→ 問題 1
記事の「Think Perl 6: How to Think」で始まる段落を、主な事実は残したまま、もっと短く書き直してください。
→ 問題 2
記事の「Think Perl 6: How」から「Operators.を JavaScript で取り組んでみる。」までを、一字も変えずに書き写す。

→ 記事
☆ ☆ ☆ ☆ ☆ ☆ ☆

2017年5月26日金曜日

開発環境

Think Perl 6: How to Think Like a Computer Scientist (Laurent Rosenfeld(著)、Allen B. Downey(著)、Oreilly & Associates Inc)の Part 1(Starting with the basics)、Chapter 11(Case Study: Data Structure Selection)の Constructing New Operators、Exercise: Constructing New Operators.を JavaScript で取り組んでみる。

Exercise: Constructing New Operators.

コード(Emacs)

HTML5

<pre id="output0"></pre>
<label for="n0">n = </label>
<input id="n0" type="number" min="0" step="1" value="20">
<button id="run0">run</button>
<button id="clear0">clear</button>

<script src="sample02.js"></script>

JavaScript

let btn0 = document.querySelector('#run0'),
    btn1 = document.querySelector('#clear0'),
    pre0 = document.querySelector('#output0'),
    input_n = document.querySelector('#n0'),
    p = (x) => pre0.textContent += x + '\n',
    range = (start, end, step=1) => {
        let result = [];
        for (let i = start; i < end; i += 1) {
            result.push(i);
        }
        return result;
    };

// JavaScript では新しい演算子を定義する方法がないから、階乗を計算する関数を再帰とかいくつかの方法で定義してみる。

☆ ☆ ☆ ☆ ☆ ☆ ☆

→ 提供データ

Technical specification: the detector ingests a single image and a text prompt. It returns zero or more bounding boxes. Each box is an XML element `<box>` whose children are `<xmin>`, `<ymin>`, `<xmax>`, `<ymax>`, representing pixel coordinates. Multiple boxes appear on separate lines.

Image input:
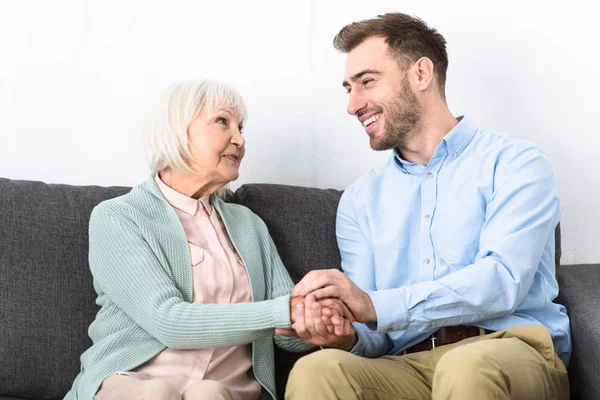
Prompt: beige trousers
<box><xmin>285</xmin><ymin>325</ymin><xmax>569</xmax><ymax>400</ymax></box>
<box><xmin>94</xmin><ymin>375</ymin><xmax>241</xmax><ymax>400</ymax></box>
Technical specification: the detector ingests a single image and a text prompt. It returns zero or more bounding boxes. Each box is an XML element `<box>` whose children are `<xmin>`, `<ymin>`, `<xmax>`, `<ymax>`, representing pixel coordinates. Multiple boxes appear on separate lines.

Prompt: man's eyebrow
<box><xmin>342</xmin><ymin>69</ymin><xmax>381</xmax><ymax>87</ymax></box>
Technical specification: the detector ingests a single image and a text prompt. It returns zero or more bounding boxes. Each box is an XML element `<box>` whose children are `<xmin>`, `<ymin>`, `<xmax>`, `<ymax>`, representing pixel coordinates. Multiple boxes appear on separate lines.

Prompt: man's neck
<box><xmin>398</xmin><ymin>107</ymin><xmax>458</xmax><ymax>165</ymax></box>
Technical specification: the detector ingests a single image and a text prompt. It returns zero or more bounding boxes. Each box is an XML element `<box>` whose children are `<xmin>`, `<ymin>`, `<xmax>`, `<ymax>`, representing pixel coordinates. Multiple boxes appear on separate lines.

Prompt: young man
<box><xmin>286</xmin><ymin>13</ymin><xmax>571</xmax><ymax>400</ymax></box>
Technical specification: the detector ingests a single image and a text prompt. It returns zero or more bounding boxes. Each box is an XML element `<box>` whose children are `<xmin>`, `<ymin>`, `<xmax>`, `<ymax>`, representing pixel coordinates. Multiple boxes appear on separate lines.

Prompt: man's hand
<box><xmin>290</xmin><ymin>296</ymin><xmax>356</xmax><ymax>323</ymax></box>
<box><xmin>292</xmin><ymin>269</ymin><xmax>377</xmax><ymax>322</ymax></box>
<box><xmin>292</xmin><ymin>295</ymin><xmax>356</xmax><ymax>351</ymax></box>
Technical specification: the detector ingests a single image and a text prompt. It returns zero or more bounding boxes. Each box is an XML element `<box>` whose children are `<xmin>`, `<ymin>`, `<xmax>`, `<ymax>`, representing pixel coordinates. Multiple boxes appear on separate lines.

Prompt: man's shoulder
<box><xmin>342</xmin><ymin>158</ymin><xmax>395</xmax><ymax>199</ymax></box>
<box><xmin>472</xmin><ymin>129</ymin><xmax>546</xmax><ymax>161</ymax></box>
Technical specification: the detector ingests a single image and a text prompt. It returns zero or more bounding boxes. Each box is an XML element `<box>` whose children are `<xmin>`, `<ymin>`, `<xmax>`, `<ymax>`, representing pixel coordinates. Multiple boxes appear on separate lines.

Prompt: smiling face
<box><xmin>343</xmin><ymin>37</ymin><xmax>422</xmax><ymax>150</ymax></box>
<box><xmin>188</xmin><ymin>105</ymin><xmax>246</xmax><ymax>185</ymax></box>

☆ ☆ ☆ ☆ ☆ ☆ ☆

→ 解答 1
Think Perl 6: How to Think Like a Computer Scientist(Laurent Rosenfeld、Allen B. Downey著、Oreilly & Associates Inc)のPart 1、Chapter 11の演習「Exercise: Constructing New Operators.」にJavaScriptで取り組む。

→ 解答 2
Think Perl 6: How to Think Like a Computer Scientist (Laurent Rosenfeld(著)、Allen B. Downey(著)、Oreilly & Associates Inc)の Part 1(Starting with the basics)、Chapter 11(Case Study: Data Structure Selection)の Constructing New Operators、Exercise: Constructing New Operators.を JavaScript で取り組んでみる。